> _Exercises_:
A. Please decide whether each statement agrees with the news excerpt below, answering yes or no and quoting the deciding words. (i) About 1,000 workers from Málaga province are helping with the French grape harvest. (ii) The Al-Baytar park will be smaller than Parque de la Paloma. (iii) The Town Hall alone will pay the total cost of the park.
B. According to the news excerpt below, who is the sculptor of the planned bronze statue of Ibn Al-Baytar?

> _Excerpt provided_:
◇ ◇ ◇

END OF A GRAPE TRADITION?
However, in the Axarquía, some 1,360 of the 1,700 hectares of vine cultivation are said to have been infected with mildew - the most serious infestation since 1971, according to local cultivators of the muscatel grape - leading to anticipated losses of more than two million euros. Some are even pessimistic enough to predict the disappearance of such traditional growing methods by 2010, citing the village of Iznate as an example. This year's harvest, expected to be around 5,000 kilos, will be only a fifth of last year's, with little prospect of compensation anticipated. They say that much of the land which previously supported vines has been given over to the growing of sub-tropical fruits, principally the avocado, in areas where the muscatel grape has for decades represented a substantial part of the local economy.
Meanwhile, about 1,000 workers from Málaga province are this week amongst the 8,000 from Andalucía who are presently helping with the French grape harvest. It's a traditional labour migration every September to the northern region of Burdeos and to Perpignon, Montpellier and Avignon in the south.

Huge Benalmádena park moving forward

By Oliver McIntyre

The planned 200,000-square-metre Al-Baytar park in Benalmádena is going ahead, with earth moving already largely completed and the construction contract now being put out to bid so that work can start at the beginning of 2005, announced the Town Hall last week. The new park, named after famous 13th-century Moslem botanist Ibn Al-Baytar, who was born in Benalmádena, will be the town's largest, bigger even than the existing crown jewel of the municipality's park system, Parque de la Paloma.

The Al-Baytar park, to be located between the town's new water treatment plant and the Maravillas school, will be split into three main zones, explained Mayor Enrique Bolín last week. One area will be dedicated to a Moslem-style garden in homage to the park's namesake, who will also be immortalised in a bronze statue by sculptor Hamilton Armstrong. Another area will feature what is known as 'xeriscaping', a type of landscaping that uses native and drought-resistant trees and plants to favour water conservation. Finally, the main flatland of the park will include trees and open areas, including sports and recreation facilities and an artificial lagoon, creating an environment similar to that at Parque de la Paloma. The total cost of the park is budgeted at six million euros, to be shared between the Town Hall and European Union funding.

◇ ◇ ◇

> _Data extracts_:
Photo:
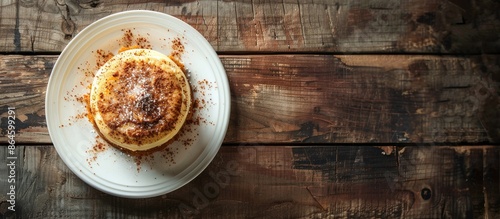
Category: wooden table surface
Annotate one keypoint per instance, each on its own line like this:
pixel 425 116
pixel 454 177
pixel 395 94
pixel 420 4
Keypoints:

◇ ◇ ◇

> _Solutions to the problems_:
A.
(i) Yes: "about 1,000 workers from Málaga province are this week amongst the 8,000 from Andalucía who are presently helping with the French grape harvest"
(ii) No: "will be the town's largest, bigger even than the existing crown jewel of the municipality's park system, Parque de la Paloma"
(iii) No: "to be shared between the Town Hall and European Union funding"

B. Hamilton Armstrong